WHAT TO WORK ON: Print, please, the line that contains "Thank you for the photograph above. Please mark the speckled" and each line after it to the end of the entries, unchanged and with nothing else.
-- Begin EXCERPTED RECORDS --
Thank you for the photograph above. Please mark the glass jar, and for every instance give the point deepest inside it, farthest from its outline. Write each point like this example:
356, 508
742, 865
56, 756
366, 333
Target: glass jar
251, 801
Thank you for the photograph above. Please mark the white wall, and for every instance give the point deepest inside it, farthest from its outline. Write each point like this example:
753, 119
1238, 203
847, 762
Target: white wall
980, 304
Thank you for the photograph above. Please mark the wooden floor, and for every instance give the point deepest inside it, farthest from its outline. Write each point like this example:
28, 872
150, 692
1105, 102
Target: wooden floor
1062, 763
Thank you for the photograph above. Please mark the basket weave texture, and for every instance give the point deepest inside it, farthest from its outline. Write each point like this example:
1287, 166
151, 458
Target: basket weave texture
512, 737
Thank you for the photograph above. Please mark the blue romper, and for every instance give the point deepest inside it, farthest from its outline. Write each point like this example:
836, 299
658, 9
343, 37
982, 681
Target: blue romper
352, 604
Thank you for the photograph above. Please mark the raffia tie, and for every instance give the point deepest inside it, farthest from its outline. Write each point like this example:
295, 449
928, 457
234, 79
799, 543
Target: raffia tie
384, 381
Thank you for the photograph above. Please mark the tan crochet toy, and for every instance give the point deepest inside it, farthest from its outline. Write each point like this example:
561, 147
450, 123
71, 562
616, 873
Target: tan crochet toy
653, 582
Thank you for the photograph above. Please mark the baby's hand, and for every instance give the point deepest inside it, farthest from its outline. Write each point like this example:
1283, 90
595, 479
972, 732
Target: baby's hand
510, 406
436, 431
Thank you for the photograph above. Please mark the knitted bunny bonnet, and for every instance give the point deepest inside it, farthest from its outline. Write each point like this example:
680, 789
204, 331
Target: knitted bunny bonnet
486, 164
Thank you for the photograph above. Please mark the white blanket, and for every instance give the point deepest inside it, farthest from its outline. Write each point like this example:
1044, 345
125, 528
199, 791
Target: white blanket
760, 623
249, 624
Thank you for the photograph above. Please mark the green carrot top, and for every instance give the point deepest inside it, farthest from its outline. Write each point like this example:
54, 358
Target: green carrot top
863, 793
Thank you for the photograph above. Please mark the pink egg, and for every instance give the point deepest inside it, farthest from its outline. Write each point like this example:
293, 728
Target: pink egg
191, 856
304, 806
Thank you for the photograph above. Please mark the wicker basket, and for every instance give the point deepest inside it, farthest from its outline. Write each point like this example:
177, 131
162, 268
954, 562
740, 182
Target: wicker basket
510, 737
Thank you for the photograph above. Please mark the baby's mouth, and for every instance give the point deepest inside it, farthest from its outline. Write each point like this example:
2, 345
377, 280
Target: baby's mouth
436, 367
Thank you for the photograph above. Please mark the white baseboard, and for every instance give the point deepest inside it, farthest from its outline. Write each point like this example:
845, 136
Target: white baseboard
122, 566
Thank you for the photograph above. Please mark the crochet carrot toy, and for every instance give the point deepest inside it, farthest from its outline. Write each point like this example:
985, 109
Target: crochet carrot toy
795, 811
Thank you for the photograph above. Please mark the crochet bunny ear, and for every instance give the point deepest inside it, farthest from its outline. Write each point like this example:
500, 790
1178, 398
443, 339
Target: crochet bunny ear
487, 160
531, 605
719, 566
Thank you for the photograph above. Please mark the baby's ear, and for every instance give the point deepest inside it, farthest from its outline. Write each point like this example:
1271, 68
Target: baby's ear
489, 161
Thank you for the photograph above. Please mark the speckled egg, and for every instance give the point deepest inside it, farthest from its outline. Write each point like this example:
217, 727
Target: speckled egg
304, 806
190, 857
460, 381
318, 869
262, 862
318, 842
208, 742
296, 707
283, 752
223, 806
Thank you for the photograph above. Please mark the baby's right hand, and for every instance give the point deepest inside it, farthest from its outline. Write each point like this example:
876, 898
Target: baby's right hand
-- End EXCERPTED RECORDS --
WRITTEN SOLUTION:
Thank you for the photograph above. Please mark the speckled egg, and for every instance give the point deepest inside it, farthest from its outline. Write each point like this example:
217, 727
Target: speckled egg
304, 806
190, 857
460, 381
318, 869
262, 862
318, 842
208, 742
296, 707
283, 752
223, 806
Thank you for the photograph above. Please mark the baby's right hand, and for every instance give the point deepest inside it, farthest from its outline. Write each point like this example:
876, 898
Target: baby's right hand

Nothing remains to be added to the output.